**PROBLEM:** Begin with the line containing "Target: car's front wheel" and copy each line exactly through the last line of the entries, inclusive.

Entries from a dataset:
•••••

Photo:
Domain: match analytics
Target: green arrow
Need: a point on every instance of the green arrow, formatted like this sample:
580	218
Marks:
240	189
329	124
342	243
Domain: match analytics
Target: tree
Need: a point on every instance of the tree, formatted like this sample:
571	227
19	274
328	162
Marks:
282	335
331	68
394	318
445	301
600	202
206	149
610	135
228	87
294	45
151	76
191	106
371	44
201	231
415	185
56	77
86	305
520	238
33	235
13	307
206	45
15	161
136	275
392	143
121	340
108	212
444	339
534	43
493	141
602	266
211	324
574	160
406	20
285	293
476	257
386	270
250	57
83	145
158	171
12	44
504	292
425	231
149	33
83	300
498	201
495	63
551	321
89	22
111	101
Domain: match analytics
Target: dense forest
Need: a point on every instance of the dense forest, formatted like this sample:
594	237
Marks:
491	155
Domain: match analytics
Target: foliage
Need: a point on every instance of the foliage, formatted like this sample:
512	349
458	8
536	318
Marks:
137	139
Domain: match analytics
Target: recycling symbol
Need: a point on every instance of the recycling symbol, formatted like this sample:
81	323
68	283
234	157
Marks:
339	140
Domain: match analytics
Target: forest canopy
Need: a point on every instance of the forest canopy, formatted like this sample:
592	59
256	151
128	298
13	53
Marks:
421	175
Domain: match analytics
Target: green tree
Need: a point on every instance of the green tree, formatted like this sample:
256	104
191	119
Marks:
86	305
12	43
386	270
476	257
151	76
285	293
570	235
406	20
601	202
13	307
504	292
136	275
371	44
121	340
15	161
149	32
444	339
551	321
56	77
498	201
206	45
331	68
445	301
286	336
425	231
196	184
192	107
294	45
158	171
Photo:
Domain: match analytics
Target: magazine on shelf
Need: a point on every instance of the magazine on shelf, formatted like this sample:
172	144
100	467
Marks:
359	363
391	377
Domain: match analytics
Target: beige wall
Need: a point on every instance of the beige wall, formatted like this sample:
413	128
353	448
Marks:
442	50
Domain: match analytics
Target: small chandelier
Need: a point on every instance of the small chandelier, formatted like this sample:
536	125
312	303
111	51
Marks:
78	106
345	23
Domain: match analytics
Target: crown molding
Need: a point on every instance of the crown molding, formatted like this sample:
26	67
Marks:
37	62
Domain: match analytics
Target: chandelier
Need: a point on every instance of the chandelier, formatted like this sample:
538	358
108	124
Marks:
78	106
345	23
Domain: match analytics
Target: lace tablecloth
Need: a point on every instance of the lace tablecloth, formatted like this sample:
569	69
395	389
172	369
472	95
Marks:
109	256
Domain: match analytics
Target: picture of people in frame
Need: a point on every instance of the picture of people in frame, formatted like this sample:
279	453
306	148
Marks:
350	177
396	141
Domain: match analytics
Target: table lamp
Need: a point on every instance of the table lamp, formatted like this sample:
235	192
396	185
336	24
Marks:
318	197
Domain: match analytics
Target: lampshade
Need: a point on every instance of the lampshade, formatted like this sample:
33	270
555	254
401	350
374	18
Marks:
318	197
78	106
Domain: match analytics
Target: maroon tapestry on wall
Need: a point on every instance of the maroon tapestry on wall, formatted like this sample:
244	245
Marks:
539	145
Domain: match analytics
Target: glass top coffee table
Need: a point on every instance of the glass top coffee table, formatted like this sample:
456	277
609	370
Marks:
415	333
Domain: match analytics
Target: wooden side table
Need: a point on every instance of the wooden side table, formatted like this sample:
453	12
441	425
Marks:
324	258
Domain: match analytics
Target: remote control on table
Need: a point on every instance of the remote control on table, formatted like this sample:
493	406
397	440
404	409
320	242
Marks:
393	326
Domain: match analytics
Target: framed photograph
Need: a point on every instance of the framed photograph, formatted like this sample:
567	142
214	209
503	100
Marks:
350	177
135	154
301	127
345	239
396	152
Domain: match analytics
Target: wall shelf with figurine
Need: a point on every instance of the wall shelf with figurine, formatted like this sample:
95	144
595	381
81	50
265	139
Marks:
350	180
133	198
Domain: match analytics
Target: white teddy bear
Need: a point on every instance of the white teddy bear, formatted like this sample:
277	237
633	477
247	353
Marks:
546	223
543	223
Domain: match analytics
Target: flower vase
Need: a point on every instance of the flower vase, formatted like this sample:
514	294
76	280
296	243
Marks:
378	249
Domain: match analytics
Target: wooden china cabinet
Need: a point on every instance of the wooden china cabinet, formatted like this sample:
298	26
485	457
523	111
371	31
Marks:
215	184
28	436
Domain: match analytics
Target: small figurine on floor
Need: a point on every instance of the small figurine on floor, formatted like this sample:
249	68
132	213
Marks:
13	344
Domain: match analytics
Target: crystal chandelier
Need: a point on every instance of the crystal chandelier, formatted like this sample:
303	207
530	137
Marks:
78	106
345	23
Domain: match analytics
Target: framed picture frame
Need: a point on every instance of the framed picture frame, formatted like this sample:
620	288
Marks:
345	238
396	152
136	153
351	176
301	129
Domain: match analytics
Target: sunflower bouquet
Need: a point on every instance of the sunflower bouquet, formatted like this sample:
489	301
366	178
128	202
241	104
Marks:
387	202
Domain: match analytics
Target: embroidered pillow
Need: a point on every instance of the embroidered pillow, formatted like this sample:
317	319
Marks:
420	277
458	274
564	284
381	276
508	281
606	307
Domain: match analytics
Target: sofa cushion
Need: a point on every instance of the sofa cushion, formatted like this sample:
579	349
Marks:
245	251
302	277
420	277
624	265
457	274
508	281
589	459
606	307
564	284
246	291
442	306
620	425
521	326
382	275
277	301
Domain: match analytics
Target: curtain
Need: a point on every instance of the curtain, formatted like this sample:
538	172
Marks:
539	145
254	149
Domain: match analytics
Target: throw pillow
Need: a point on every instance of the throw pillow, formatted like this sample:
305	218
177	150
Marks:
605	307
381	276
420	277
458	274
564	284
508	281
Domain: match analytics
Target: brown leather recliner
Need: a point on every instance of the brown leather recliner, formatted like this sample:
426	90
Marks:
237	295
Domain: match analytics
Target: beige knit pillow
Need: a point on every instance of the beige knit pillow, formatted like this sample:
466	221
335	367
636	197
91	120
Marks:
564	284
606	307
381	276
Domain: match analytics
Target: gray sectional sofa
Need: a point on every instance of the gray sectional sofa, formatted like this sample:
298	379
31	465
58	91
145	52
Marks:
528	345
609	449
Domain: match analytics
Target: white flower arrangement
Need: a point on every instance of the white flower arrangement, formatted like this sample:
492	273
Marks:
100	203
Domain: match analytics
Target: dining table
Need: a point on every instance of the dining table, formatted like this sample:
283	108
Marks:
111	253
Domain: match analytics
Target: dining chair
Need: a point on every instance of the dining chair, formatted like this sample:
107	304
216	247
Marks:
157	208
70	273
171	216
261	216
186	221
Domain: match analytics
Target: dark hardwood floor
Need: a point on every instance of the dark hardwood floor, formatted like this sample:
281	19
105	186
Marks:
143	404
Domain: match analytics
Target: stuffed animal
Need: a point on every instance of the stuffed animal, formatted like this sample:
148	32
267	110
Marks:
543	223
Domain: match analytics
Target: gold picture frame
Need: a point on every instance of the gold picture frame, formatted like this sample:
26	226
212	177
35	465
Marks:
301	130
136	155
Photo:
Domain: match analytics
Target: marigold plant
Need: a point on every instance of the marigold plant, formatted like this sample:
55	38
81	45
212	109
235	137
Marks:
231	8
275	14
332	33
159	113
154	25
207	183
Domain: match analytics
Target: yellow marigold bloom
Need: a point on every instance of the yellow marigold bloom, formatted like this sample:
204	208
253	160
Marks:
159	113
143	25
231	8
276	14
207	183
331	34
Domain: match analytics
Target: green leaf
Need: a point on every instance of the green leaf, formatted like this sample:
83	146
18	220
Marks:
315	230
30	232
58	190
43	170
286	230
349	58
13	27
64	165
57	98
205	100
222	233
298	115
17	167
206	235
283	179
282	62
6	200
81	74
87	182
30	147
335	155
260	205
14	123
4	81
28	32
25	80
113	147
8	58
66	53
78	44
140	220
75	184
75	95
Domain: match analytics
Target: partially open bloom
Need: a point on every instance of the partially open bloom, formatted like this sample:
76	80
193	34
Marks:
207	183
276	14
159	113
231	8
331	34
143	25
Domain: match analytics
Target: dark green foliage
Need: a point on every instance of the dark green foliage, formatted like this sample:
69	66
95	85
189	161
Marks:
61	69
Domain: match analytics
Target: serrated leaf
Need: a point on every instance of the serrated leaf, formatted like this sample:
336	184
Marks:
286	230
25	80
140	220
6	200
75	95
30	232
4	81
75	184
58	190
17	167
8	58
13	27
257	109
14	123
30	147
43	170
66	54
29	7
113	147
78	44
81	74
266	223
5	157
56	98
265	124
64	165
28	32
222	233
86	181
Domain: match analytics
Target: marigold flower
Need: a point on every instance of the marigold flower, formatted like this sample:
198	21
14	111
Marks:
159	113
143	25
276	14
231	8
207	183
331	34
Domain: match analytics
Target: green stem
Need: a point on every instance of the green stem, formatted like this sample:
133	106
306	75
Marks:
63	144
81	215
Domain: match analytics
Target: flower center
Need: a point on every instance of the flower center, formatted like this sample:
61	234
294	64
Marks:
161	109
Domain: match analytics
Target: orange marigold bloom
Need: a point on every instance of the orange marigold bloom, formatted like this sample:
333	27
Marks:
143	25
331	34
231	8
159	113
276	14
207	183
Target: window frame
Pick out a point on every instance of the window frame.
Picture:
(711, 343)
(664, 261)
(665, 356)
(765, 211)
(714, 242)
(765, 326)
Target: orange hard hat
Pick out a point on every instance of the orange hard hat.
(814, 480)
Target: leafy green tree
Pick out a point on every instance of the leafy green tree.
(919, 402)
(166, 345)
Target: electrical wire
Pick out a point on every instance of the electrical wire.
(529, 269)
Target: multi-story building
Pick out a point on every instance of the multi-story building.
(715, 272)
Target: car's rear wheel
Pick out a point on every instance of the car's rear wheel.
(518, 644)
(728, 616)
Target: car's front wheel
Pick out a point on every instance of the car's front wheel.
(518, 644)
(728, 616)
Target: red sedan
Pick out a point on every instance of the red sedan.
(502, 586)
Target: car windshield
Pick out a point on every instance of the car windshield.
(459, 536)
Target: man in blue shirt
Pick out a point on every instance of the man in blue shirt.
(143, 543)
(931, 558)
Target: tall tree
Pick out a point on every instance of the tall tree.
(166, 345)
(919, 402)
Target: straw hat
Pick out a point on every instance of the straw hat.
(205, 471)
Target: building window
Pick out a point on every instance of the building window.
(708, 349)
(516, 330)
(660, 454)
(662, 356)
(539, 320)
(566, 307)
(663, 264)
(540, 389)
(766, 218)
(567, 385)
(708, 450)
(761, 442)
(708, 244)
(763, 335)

•••••

**THE RESPONSE:**
Target: car's front wheel
Pick out a point on every instance of the car's front wheel.
(518, 644)
(728, 616)
Target: red sedan
Pick out a point on every instance of the red sedan.
(502, 586)
Target: car windshield
Pick out a point on every instance of the car windshield.
(459, 536)
Target: man in blue shirt
Pick out a point on every instance of the man in blue shirt.
(143, 543)
(931, 558)
Target: tall tree
Pick out a point on every instance of the tall tree.
(166, 345)
(919, 402)
Target: straw hat
Pick out a point on every instance of the straw hat.
(205, 471)
Target: building window
Pick out a point on every instance of the building window.
(708, 349)
(516, 330)
(660, 454)
(662, 356)
(539, 320)
(566, 307)
(663, 264)
(540, 389)
(766, 218)
(567, 385)
(708, 450)
(761, 442)
(708, 244)
(763, 335)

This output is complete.